*DATASET EXCERPTS*.

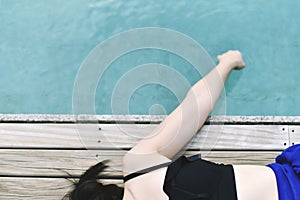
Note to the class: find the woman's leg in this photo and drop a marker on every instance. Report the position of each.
(184, 122)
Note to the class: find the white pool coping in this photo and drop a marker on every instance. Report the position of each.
(49, 118)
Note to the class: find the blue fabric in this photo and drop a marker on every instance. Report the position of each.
(287, 171)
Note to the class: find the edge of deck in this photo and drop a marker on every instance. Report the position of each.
(82, 118)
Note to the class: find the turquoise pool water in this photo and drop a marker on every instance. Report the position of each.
(43, 43)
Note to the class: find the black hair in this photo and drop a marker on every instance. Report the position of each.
(89, 188)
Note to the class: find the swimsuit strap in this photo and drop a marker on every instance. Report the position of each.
(144, 171)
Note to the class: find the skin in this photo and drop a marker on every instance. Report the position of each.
(252, 182)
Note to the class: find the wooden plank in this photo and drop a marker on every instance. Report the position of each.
(37, 188)
(56, 163)
(32, 135)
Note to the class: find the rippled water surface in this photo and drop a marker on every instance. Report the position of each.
(43, 43)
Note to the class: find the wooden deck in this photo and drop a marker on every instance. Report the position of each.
(38, 152)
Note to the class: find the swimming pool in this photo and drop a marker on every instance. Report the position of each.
(44, 43)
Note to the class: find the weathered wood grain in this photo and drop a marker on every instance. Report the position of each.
(55, 163)
(37, 188)
(126, 135)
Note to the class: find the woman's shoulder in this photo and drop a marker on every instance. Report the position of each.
(136, 161)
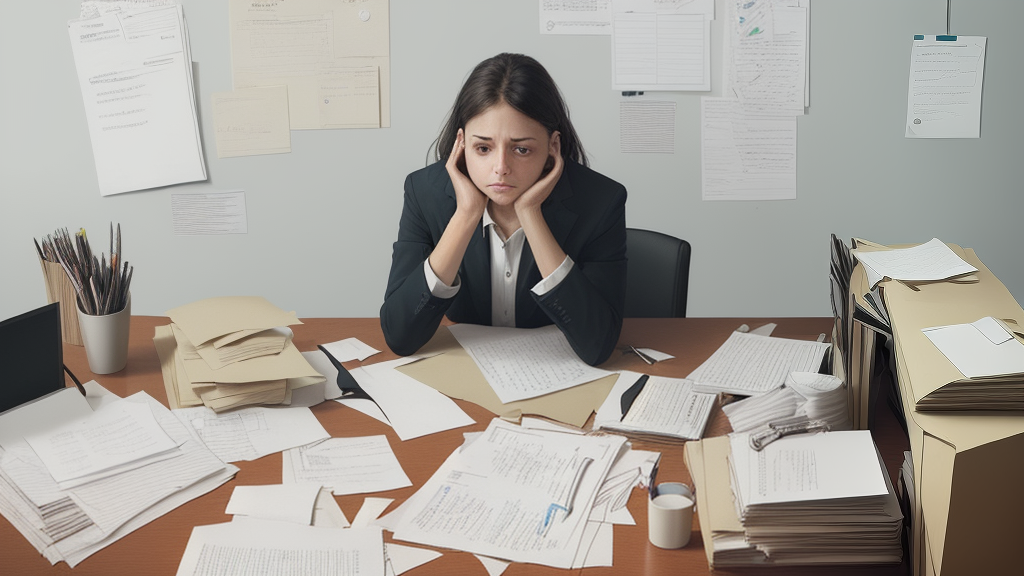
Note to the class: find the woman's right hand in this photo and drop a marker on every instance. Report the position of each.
(470, 201)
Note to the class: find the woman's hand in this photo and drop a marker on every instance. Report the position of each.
(537, 194)
(469, 200)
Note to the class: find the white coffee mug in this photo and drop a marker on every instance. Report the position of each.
(670, 515)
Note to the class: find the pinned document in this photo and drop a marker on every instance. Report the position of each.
(944, 96)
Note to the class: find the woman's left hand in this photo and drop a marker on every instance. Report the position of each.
(537, 194)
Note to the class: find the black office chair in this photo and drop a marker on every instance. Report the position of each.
(657, 275)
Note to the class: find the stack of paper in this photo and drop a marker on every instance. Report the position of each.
(816, 499)
(752, 364)
(74, 481)
(820, 499)
(231, 352)
(523, 495)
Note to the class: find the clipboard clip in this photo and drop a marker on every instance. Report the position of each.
(775, 432)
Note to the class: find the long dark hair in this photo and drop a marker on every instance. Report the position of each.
(522, 83)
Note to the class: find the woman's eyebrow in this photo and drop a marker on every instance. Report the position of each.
(488, 138)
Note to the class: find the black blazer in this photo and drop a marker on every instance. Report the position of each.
(586, 212)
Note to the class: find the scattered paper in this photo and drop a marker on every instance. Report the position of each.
(252, 433)
(521, 363)
(347, 465)
(284, 502)
(209, 213)
(349, 350)
(371, 510)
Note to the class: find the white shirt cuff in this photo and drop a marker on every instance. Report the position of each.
(548, 284)
(438, 288)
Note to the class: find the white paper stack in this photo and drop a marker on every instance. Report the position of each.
(231, 352)
(824, 398)
(518, 494)
(139, 463)
(816, 499)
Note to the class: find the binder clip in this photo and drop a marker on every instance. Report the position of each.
(764, 438)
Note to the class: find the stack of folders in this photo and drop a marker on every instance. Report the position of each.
(861, 329)
(74, 480)
(963, 334)
(231, 352)
(820, 499)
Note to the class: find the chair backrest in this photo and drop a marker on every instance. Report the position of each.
(657, 275)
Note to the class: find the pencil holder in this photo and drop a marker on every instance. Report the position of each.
(105, 339)
(58, 289)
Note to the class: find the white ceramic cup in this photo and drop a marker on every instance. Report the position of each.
(670, 516)
(105, 339)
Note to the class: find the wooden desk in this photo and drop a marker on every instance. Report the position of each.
(157, 547)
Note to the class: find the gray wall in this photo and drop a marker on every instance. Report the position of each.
(322, 219)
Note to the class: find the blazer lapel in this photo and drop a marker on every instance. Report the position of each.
(475, 270)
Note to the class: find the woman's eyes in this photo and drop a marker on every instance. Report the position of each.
(519, 150)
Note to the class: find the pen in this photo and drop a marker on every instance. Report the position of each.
(576, 486)
(643, 356)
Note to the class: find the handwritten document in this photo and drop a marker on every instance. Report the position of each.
(664, 45)
(252, 433)
(750, 365)
(745, 156)
(944, 96)
(521, 363)
(118, 435)
(275, 547)
(134, 71)
(666, 407)
(576, 16)
(821, 466)
(347, 465)
(512, 493)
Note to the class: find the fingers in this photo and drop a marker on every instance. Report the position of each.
(457, 150)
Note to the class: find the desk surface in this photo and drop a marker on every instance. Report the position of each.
(157, 547)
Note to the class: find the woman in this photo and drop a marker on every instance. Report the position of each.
(513, 229)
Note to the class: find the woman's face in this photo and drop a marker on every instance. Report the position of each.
(506, 153)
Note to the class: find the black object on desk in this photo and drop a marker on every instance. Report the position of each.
(631, 394)
(32, 357)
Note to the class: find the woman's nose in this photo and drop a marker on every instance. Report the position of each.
(502, 164)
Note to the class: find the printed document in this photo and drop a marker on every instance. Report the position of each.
(662, 45)
(944, 96)
(521, 363)
(743, 155)
(927, 262)
(347, 465)
(252, 433)
(752, 365)
(134, 70)
(576, 16)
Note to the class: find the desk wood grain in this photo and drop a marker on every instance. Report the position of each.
(157, 547)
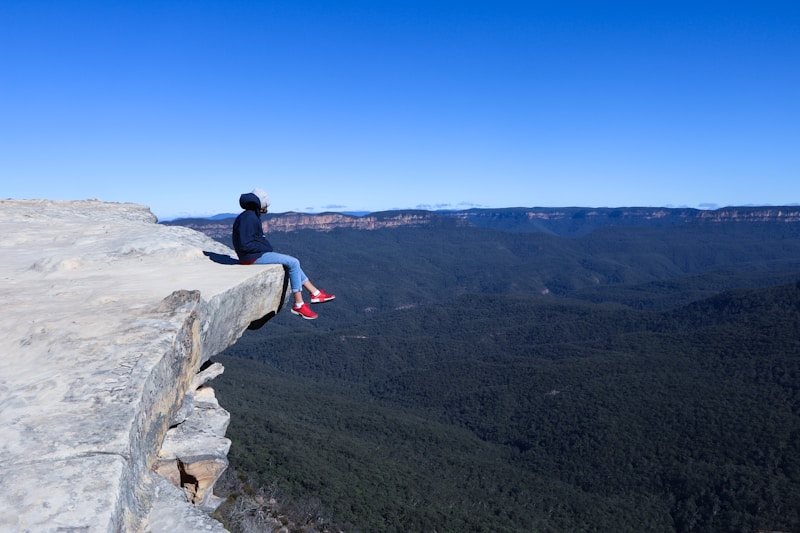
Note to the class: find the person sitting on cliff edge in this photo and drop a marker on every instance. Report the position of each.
(253, 248)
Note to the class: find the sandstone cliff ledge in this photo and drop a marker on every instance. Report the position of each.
(108, 320)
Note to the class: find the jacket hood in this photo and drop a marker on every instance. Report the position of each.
(250, 202)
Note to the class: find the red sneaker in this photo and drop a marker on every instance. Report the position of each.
(322, 297)
(304, 311)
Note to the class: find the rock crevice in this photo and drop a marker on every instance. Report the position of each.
(109, 322)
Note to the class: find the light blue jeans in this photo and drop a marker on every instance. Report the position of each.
(296, 275)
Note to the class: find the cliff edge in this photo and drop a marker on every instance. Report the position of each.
(109, 321)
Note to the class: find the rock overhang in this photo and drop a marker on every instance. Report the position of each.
(107, 317)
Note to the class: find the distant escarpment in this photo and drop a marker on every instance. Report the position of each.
(567, 221)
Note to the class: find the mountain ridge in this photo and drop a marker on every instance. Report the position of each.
(564, 221)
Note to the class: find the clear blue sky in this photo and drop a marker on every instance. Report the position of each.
(373, 105)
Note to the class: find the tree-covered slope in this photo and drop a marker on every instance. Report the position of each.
(514, 412)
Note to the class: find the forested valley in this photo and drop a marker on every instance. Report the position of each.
(472, 379)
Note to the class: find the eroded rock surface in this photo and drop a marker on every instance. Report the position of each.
(107, 319)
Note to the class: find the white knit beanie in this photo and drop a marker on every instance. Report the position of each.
(263, 196)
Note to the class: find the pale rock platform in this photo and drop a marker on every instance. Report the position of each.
(107, 319)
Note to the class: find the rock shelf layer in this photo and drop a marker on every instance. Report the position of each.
(108, 317)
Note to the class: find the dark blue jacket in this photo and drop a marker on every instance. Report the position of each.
(248, 235)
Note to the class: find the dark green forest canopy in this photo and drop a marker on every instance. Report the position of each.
(477, 380)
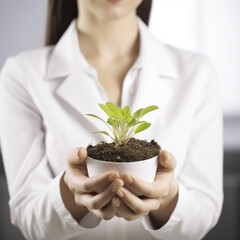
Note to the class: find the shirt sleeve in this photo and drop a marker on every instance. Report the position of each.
(36, 206)
(201, 178)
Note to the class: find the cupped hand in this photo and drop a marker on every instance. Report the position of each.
(84, 188)
(158, 199)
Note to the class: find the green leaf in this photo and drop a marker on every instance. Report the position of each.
(112, 122)
(138, 113)
(115, 109)
(127, 112)
(106, 110)
(132, 122)
(142, 127)
(95, 116)
(148, 109)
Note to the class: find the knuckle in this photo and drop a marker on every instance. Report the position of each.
(86, 187)
(140, 209)
(129, 218)
(95, 204)
(106, 217)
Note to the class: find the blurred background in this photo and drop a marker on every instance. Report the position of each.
(209, 27)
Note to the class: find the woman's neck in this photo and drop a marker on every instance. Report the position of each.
(111, 39)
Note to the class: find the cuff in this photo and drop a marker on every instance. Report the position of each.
(177, 216)
(89, 220)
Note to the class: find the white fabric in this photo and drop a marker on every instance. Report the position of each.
(44, 96)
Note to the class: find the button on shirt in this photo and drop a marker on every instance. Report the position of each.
(44, 96)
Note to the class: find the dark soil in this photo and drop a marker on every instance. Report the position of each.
(133, 150)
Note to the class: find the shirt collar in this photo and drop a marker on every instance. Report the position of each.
(66, 56)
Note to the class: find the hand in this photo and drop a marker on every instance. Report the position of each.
(83, 189)
(158, 199)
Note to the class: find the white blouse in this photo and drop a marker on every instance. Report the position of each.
(44, 96)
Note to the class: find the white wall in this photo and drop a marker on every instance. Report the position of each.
(210, 27)
(22, 26)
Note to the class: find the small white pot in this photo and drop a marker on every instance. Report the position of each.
(144, 169)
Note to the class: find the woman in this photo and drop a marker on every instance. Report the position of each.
(107, 53)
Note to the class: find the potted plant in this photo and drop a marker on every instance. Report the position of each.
(124, 154)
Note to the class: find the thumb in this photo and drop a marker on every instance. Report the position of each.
(166, 161)
(76, 156)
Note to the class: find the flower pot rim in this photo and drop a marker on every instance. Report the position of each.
(122, 163)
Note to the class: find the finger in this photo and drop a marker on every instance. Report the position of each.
(138, 205)
(76, 156)
(95, 201)
(167, 161)
(106, 213)
(144, 188)
(123, 211)
(84, 184)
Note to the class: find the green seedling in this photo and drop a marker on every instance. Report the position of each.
(122, 124)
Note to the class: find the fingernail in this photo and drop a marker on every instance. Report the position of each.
(119, 193)
(116, 202)
(115, 187)
(112, 177)
(128, 178)
(75, 153)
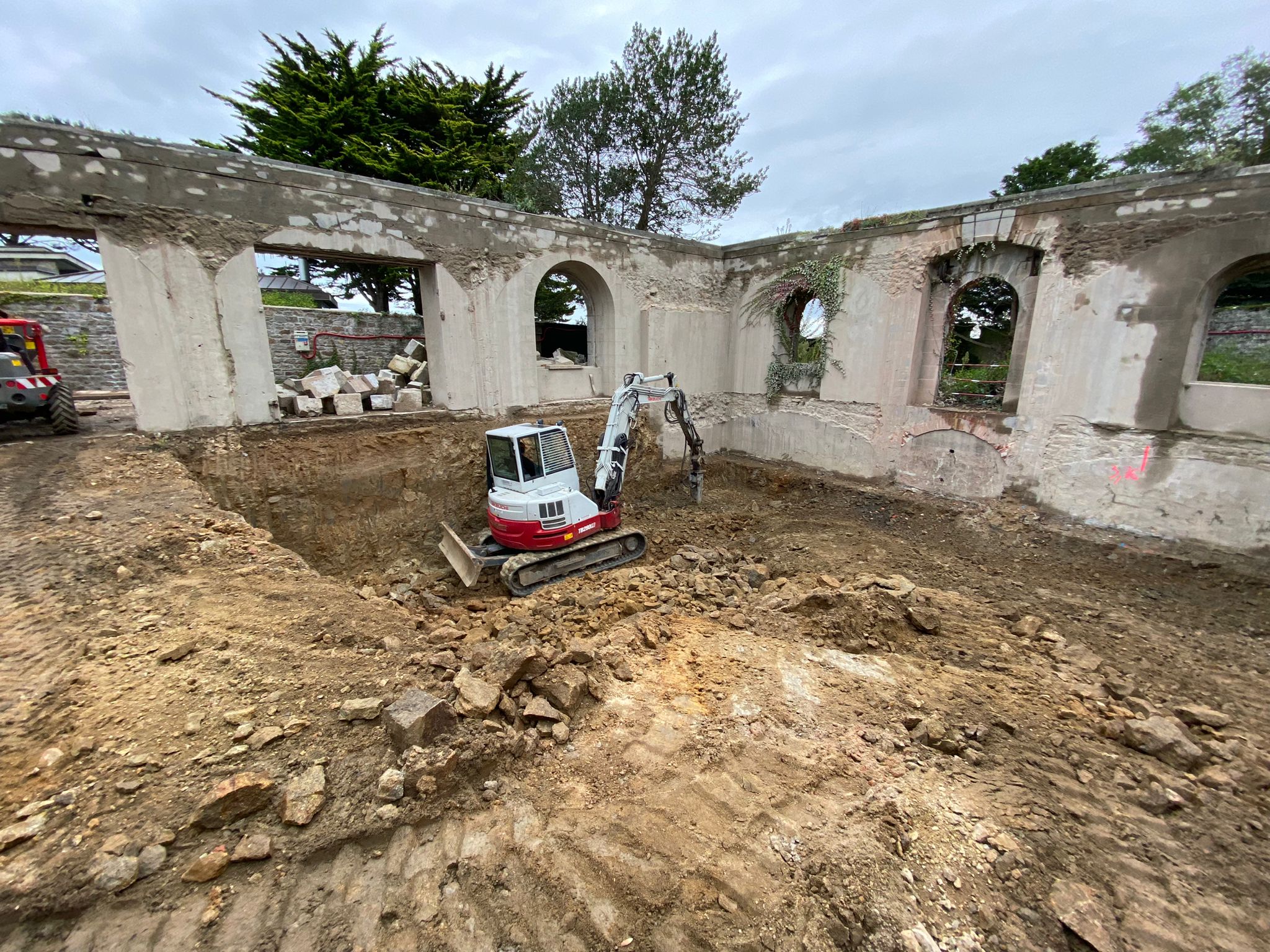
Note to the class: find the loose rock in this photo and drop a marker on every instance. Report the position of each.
(233, 799)
(253, 847)
(304, 796)
(477, 697)
(363, 708)
(417, 719)
(207, 867)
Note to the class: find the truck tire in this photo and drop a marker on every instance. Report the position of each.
(61, 410)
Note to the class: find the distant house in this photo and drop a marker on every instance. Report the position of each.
(269, 282)
(35, 263)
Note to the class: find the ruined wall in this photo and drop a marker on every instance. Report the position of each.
(1116, 280)
(79, 334)
(79, 337)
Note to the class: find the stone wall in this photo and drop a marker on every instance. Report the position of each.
(79, 335)
(353, 356)
(1227, 319)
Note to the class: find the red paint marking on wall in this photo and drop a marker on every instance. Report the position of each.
(1130, 472)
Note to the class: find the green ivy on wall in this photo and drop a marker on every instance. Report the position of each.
(783, 301)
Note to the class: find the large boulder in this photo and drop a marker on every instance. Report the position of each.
(477, 697)
(1165, 741)
(513, 663)
(303, 796)
(564, 685)
(233, 799)
(417, 719)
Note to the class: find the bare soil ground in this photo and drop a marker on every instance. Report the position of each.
(817, 715)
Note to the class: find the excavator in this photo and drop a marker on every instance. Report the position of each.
(543, 527)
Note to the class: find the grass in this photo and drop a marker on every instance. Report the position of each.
(287, 299)
(1225, 364)
(46, 287)
(959, 387)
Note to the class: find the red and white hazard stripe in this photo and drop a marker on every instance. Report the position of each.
(35, 382)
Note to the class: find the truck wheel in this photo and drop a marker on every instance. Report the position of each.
(61, 410)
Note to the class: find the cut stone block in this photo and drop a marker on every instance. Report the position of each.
(408, 402)
(356, 385)
(308, 407)
(417, 719)
(326, 382)
(343, 404)
(401, 363)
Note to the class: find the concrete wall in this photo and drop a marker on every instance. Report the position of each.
(1104, 416)
(79, 334)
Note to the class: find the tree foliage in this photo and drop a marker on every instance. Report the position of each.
(1065, 164)
(557, 299)
(1222, 117)
(647, 145)
(351, 107)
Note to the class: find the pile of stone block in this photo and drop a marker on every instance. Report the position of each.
(402, 386)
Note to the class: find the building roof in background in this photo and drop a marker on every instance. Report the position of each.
(269, 282)
(46, 260)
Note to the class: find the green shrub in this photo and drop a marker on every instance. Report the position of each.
(1225, 364)
(287, 299)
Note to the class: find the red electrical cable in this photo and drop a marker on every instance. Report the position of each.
(313, 352)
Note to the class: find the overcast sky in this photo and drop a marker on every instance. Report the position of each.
(855, 108)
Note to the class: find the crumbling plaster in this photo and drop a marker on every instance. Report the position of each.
(1105, 363)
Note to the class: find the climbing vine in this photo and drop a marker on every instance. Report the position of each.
(783, 301)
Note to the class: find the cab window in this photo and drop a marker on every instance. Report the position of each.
(502, 459)
(531, 460)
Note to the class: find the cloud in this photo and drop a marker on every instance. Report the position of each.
(855, 108)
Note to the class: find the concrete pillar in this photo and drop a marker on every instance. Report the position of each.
(193, 340)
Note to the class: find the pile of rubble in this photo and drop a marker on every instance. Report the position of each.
(402, 386)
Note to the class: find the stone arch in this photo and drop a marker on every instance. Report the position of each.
(951, 462)
(601, 307)
(949, 276)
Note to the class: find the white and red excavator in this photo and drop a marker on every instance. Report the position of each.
(541, 526)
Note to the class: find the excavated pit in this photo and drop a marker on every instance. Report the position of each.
(817, 715)
(355, 499)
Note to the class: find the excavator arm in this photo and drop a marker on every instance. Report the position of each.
(614, 451)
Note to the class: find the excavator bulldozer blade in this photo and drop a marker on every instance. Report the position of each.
(460, 557)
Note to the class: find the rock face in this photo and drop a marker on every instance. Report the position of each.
(207, 867)
(417, 719)
(151, 860)
(541, 707)
(564, 685)
(303, 796)
(1165, 741)
(18, 832)
(391, 785)
(1201, 715)
(512, 664)
(1078, 908)
(230, 800)
(254, 845)
(925, 619)
(477, 697)
(362, 708)
(117, 873)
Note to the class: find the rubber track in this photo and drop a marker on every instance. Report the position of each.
(513, 565)
(61, 410)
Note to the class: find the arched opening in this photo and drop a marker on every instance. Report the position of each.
(1237, 335)
(980, 335)
(562, 319)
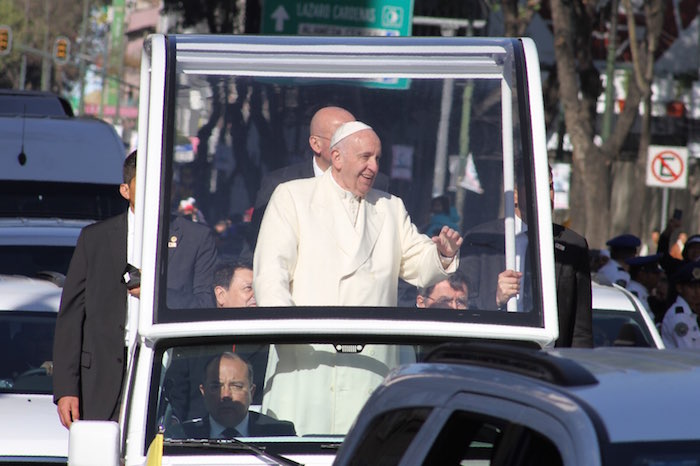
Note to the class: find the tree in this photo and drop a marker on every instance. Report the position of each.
(575, 83)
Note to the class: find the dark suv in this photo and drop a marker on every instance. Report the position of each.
(483, 404)
(33, 103)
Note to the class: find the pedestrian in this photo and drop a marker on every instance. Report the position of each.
(334, 240)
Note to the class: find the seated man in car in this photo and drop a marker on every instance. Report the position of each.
(450, 293)
(227, 390)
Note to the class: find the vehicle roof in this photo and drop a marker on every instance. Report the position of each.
(610, 297)
(40, 231)
(65, 149)
(20, 293)
(639, 394)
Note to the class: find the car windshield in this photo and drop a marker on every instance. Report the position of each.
(620, 328)
(42, 199)
(269, 389)
(28, 337)
(35, 260)
(443, 154)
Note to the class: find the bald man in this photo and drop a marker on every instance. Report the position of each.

*DIRECTIVE*. All lines from the one containing "Note to the class: find the pedestrian" through the final line of the listing above are to be reproduced exactly; include both and add nothing.

*EXERCISE RESULT*.
Note to the class: find the pedestrian in this photo and drop a marker on every instance. Report the position of each.
(334, 240)
Note to the class: find the seated man in car in this photo and drop a marker on every instance. Report the position of each.
(450, 293)
(227, 390)
Note to the class: find the vehicle roof in this photo and drop a marker on every instance. Report the position of each.
(610, 297)
(40, 231)
(65, 149)
(20, 293)
(639, 394)
Note to the class: find the car windshield in this photo and drop a marker on every instance. Report the position of each.
(620, 328)
(42, 199)
(269, 389)
(28, 337)
(35, 260)
(443, 154)
Note to the class: find the bald man in this photo and drop a marker on every instance. Report the position of each.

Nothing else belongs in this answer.